Provided information
>>>>>
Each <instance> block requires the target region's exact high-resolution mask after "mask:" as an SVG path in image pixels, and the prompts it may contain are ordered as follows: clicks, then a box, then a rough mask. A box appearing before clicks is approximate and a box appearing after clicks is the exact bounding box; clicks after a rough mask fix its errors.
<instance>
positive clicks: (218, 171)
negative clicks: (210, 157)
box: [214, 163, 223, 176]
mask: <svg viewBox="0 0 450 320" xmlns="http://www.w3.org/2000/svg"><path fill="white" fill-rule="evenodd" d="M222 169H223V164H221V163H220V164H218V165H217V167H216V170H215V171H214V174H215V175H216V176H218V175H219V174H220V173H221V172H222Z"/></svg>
<<<<<
Exercise instructions
Copy the data above verbatim, line for line, without changing any character.

Solution for this problem
Each <instance> block requires the target region's exact high-resolution mask after "mask:" as an SVG path in image pixels, and the prompts it may contain are ordered as follows: clicks, then a box, then a rough mask. A box appearing before clicks is approximate and a box appearing after clicks is the exact bounding box; clicks after a rough mask fix its errors.
<instance>
positive clicks: (218, 171)
negative clicks: (210, 157)
box: [214, 163, 223, 176]
mask: <svg viewBox="0 0 450 320" xmlns="http://www.w3.org/2000/svg"><path fill="white" fill-rule="evenodd" d="M222 169H223V164H221V163H220V164H218V165H217V167H216V170H215V171H214V174H215V175H216V176H218V175H219V174H220V173H221V172H222Z"/></svg>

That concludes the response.